Problem statement:
From the passage about asterixis in hepatic encephalopathy, copy word for word the part starting at "Severe hepatic encephalopathy" and ending at "the co-occurring tremulousness.".

━━━ Passage to read ━━━

Severe hepatic encephalopathy gives rise to asterixis, a striking motor symptom also called flapping tremor, which is characterized by a sudden ceasing of muscle tone in all muscles of a limb. In this study, we aimed at scrutinizing the cortical activation associated with asterixis and unraveling the underlying pathophysiological mechanisms.

Material and methods

We recorded simultaneously neural activity with magnetoencephalography (MEG) and muscle activity with surface EMG in nine patients with manifest hepatic encephalopathy showing asterixis. Asterixis events were detected semiautomatically and served as triggers for averaging MEG signals. Evoked responses averaged time-locked to asterixis events were subjected to equivalent current dipole (ECD) modeling. Additionally, we localized the strongest cortico-muscular coherence in the frequency of the co-occurring tremulousness.

━━━ Available data ━━━

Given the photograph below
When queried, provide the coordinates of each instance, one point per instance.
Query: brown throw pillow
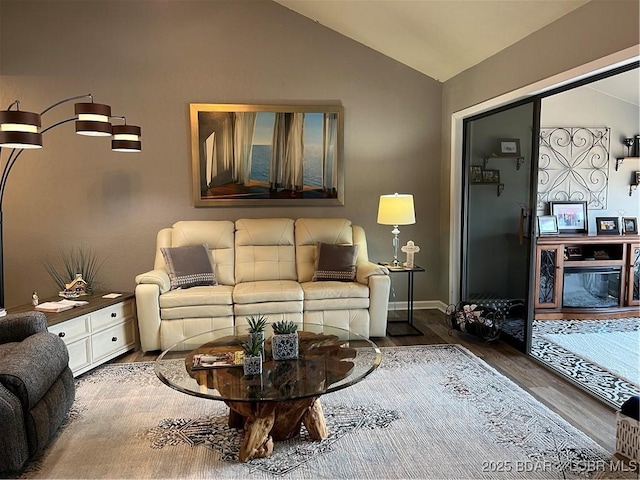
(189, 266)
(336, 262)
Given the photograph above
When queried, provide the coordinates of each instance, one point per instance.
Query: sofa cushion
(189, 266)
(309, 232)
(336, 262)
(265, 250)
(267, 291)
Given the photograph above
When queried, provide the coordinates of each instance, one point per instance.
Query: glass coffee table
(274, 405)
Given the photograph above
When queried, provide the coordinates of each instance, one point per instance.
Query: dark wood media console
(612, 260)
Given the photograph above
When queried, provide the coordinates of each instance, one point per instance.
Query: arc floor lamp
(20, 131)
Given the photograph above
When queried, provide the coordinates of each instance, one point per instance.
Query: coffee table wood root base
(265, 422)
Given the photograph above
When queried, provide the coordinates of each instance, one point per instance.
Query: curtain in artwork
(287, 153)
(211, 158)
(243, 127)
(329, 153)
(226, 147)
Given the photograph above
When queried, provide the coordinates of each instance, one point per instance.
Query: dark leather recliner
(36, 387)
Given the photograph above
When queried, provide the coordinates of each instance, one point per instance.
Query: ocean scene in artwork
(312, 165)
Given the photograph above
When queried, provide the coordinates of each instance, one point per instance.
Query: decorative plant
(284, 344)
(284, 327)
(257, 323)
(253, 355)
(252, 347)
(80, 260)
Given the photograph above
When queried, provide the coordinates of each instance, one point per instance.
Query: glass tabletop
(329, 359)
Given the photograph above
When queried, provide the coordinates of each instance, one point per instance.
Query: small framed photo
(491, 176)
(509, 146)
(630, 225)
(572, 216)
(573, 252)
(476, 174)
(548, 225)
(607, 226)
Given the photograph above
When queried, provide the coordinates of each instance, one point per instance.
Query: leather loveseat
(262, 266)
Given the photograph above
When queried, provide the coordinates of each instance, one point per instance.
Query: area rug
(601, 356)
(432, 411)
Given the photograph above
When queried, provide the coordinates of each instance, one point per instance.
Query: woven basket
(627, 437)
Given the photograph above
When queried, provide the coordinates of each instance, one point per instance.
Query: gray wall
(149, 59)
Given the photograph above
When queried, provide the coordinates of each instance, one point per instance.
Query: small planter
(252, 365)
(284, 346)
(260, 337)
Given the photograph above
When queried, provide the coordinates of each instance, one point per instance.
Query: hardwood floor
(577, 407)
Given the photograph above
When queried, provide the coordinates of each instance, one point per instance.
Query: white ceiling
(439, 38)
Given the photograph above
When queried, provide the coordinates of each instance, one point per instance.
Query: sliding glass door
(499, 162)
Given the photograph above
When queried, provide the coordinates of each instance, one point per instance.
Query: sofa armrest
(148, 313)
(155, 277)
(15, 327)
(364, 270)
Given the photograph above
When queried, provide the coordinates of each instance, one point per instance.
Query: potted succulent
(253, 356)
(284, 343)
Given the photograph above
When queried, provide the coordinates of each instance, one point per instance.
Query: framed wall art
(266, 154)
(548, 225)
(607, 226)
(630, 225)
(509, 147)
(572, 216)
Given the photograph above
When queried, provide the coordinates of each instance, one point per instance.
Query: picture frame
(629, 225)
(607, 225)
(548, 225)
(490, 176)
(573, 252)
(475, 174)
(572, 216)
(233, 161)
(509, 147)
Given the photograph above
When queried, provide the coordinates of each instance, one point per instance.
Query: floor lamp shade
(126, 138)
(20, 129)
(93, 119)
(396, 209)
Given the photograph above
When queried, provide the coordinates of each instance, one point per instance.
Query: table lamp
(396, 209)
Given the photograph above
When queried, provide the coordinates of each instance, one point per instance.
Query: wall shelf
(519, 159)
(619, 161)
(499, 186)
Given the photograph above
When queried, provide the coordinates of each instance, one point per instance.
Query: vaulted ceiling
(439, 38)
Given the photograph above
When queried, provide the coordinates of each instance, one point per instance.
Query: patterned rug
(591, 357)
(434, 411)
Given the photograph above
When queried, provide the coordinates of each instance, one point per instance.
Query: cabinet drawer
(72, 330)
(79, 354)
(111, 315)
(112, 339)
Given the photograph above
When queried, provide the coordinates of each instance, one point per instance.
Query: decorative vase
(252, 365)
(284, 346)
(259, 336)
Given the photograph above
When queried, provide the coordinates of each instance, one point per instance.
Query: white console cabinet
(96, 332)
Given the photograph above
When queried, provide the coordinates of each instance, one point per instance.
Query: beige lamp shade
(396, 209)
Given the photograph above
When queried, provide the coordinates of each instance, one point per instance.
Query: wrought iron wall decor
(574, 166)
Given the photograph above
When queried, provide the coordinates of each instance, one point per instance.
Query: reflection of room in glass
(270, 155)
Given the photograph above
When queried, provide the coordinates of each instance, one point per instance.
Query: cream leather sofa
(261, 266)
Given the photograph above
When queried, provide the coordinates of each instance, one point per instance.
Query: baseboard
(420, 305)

━━━

Solution for this exercise:
Severe hepatic encephalopathy gives rise to asterixis, a striking motor symptom also called flapping tremor, which is characterized by a sudden ceasing of muscle tone in all muscles of a limb. In this study, we aimed at scrutinizing the cortical activation associated with asterixis and unraveling the underlying pathophysiological mechanisms.

Material and methods

We recorded simultaneously neural activity with magnetoencephalography (MEG) and muscle activity with surface EMG in nine patients with manifest hepatic encephalopathy showing asterixis. Asterixis events were detected semiautomatically and served as triggers for averaging MEG signals. Evoked responses averaged time-locked to asterixis events were subjected to equivalent current dipole (ECD) modeling. Additionally, we localized the strongest cortico-muscular coherence in the frequency of the co-occurring tremulousness.